▶ **EXERCISE INSTRUCTIONS**
Rewrite everything from the line containing "out the rear" down to the line containing "[(318, 223), (474, 218)]", replacing "headlight" with "taillight" and leaving every other part of those lines unchanged.

======== DATA FOR THE TASK ========

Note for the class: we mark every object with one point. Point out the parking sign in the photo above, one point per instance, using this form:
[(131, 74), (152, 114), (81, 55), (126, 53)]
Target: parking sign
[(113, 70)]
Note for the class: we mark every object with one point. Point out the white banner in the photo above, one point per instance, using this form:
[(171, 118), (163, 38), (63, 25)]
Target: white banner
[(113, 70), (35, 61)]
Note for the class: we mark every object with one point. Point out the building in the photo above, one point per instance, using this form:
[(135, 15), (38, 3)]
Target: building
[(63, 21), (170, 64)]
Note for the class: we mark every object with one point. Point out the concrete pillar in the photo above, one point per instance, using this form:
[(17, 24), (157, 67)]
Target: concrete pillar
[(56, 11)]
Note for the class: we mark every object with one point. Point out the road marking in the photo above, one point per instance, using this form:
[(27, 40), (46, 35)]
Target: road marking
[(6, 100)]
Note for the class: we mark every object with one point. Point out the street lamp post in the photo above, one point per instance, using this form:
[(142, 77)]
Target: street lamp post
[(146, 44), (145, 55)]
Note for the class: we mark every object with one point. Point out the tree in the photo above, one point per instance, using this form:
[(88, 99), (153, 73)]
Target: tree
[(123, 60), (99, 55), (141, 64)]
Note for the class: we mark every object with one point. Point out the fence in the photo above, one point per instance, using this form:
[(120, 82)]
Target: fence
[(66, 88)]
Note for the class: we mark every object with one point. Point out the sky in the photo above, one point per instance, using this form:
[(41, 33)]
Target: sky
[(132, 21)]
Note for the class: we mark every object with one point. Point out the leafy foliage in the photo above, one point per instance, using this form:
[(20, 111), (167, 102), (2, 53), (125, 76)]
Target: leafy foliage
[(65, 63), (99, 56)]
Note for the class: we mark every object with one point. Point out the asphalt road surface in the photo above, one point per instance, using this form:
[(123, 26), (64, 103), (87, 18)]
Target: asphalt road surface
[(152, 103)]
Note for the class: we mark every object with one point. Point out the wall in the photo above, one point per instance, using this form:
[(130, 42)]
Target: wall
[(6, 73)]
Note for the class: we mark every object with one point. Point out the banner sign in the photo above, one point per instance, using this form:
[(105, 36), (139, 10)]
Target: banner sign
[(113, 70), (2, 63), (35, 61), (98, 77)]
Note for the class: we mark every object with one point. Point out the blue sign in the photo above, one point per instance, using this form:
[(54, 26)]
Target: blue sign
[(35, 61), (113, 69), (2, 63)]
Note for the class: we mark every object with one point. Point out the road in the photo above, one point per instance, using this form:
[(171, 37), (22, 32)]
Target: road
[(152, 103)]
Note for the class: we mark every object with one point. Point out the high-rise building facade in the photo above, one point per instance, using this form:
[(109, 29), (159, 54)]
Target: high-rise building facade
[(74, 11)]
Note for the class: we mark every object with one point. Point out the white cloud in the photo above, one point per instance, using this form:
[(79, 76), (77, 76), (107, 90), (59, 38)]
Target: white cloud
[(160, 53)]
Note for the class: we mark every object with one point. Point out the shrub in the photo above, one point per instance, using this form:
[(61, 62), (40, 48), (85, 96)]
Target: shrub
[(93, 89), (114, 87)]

========
======== DATA FOR THE TASK ========

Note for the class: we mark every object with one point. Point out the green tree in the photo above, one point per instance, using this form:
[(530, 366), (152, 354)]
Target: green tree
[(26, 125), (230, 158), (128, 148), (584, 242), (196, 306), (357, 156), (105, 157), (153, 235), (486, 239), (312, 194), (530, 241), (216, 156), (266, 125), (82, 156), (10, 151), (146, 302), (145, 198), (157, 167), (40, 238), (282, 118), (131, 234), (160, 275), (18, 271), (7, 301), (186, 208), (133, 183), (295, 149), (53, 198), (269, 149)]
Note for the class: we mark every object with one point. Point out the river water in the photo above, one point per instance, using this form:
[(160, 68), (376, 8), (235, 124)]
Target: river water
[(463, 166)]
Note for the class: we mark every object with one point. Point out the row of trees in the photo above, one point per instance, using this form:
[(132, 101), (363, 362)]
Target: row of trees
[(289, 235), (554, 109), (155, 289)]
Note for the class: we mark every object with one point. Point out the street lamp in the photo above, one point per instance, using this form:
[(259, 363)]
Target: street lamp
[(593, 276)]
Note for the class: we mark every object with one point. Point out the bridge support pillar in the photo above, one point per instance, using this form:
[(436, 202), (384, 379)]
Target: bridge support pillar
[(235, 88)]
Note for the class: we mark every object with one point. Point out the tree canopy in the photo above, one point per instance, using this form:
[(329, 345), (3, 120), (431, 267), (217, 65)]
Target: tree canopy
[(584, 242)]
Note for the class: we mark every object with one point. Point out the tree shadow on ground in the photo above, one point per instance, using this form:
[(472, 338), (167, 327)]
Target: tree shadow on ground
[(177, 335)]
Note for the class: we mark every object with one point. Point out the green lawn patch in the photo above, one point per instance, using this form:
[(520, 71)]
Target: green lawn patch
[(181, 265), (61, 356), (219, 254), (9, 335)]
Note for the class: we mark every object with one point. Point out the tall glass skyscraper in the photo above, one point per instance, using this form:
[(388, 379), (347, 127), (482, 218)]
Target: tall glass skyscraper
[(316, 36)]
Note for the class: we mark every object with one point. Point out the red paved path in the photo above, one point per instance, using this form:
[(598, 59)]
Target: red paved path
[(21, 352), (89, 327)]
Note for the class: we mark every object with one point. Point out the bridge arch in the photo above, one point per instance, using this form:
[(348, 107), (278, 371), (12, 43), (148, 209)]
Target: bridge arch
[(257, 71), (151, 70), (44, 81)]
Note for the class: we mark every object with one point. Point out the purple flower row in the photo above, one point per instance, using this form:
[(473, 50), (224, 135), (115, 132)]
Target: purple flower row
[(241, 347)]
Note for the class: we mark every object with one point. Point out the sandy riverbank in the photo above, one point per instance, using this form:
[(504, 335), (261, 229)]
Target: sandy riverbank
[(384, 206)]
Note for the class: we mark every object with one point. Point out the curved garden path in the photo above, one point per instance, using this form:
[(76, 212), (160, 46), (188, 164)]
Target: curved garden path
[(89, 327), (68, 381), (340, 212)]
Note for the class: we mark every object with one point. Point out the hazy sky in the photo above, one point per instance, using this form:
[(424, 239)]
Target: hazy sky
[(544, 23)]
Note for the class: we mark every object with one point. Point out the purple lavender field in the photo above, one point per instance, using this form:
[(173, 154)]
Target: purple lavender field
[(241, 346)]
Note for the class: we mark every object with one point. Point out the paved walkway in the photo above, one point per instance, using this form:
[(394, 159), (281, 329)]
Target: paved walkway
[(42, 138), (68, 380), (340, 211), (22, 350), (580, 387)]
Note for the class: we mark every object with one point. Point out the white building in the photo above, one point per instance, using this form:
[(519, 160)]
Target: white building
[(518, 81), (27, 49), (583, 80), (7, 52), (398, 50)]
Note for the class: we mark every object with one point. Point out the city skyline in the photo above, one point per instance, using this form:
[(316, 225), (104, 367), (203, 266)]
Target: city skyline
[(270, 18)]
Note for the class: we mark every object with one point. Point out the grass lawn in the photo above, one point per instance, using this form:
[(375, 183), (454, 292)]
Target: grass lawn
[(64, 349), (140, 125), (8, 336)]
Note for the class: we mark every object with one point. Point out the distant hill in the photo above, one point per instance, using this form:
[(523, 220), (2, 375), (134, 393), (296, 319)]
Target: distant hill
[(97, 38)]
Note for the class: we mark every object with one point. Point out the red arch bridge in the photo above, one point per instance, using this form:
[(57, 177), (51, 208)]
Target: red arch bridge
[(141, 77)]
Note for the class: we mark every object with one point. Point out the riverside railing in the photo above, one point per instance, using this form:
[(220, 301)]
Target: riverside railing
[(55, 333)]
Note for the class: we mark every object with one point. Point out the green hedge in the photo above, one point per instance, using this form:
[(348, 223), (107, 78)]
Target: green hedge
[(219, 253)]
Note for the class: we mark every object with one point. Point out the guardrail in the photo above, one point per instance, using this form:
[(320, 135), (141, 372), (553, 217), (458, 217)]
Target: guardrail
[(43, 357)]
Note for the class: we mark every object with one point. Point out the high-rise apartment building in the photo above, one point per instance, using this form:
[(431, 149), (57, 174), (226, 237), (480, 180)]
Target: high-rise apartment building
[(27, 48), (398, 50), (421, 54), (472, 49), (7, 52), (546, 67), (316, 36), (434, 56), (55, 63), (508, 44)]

========
======== DATA FOR THE TASK ========

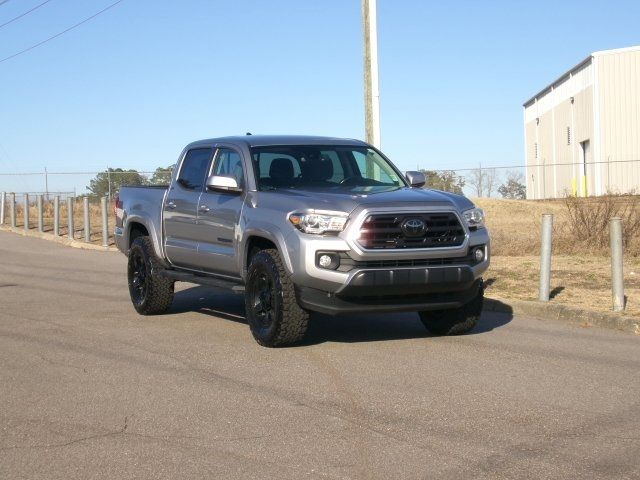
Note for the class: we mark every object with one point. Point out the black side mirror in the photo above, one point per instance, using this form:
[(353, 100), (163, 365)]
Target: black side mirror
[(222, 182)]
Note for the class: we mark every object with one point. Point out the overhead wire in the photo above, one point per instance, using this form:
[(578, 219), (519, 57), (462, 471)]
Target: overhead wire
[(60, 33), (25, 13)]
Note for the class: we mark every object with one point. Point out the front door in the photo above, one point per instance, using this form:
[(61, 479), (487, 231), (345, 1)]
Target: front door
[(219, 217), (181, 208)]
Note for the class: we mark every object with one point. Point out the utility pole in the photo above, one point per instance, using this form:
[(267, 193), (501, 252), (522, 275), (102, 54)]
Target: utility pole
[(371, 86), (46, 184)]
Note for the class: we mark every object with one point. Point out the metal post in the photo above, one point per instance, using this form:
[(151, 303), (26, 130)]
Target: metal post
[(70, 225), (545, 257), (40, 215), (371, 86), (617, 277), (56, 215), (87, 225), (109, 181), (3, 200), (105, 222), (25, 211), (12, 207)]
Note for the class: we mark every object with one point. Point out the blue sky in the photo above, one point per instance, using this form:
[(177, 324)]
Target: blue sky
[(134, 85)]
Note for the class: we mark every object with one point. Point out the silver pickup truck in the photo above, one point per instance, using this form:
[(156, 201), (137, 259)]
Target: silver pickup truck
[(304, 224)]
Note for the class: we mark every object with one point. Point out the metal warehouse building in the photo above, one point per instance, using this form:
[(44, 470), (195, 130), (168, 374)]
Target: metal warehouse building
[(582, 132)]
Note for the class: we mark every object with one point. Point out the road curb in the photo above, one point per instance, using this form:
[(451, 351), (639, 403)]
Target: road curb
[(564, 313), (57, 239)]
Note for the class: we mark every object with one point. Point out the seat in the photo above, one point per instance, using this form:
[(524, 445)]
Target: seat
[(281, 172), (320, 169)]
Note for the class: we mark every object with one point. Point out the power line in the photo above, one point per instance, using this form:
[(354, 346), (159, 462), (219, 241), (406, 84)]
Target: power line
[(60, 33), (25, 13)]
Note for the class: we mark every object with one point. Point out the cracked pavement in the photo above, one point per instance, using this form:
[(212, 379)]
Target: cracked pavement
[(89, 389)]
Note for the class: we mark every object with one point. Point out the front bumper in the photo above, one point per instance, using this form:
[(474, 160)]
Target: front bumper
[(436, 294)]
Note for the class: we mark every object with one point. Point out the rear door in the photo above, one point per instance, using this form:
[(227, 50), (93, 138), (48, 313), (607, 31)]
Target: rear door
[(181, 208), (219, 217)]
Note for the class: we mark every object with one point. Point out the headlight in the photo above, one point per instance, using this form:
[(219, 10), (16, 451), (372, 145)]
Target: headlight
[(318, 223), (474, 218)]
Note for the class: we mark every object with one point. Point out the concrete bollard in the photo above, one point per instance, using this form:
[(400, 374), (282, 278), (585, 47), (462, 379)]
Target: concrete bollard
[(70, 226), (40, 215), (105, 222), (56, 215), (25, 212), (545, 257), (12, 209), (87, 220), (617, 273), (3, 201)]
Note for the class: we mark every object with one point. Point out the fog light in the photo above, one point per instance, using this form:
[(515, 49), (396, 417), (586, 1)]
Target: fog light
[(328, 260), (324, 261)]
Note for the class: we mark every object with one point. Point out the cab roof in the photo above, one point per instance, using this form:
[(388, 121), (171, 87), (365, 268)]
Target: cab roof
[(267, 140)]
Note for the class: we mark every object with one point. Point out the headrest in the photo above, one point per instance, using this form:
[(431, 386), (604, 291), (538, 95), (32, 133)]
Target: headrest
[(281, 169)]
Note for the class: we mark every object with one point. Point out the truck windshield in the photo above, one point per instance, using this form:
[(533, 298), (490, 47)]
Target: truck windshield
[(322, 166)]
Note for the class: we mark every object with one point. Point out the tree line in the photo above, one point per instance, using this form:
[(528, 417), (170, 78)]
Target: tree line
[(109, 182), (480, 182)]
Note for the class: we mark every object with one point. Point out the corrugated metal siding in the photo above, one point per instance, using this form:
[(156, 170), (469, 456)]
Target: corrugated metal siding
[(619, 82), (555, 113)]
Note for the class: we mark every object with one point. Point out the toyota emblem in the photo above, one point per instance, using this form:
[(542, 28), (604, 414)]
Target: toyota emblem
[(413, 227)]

========

▶ **OUTPUT FOR THIS TASK**
Note for the class: we mark every object with one point. Point out the rear door in the photo above, one point per instance, using this form:
[(227, 50), (93, 138), (48, 313), (607, 31)]
Target: rear door
[(181, 208), (219, 217)]
Note for the class: we mark every object with one point. Point out the taillight in the photo above, one point per instance, using this form:
[(219, 10), (16, 451), (372, 145)]
Target: taillight
[(318, 223), (474, 218)]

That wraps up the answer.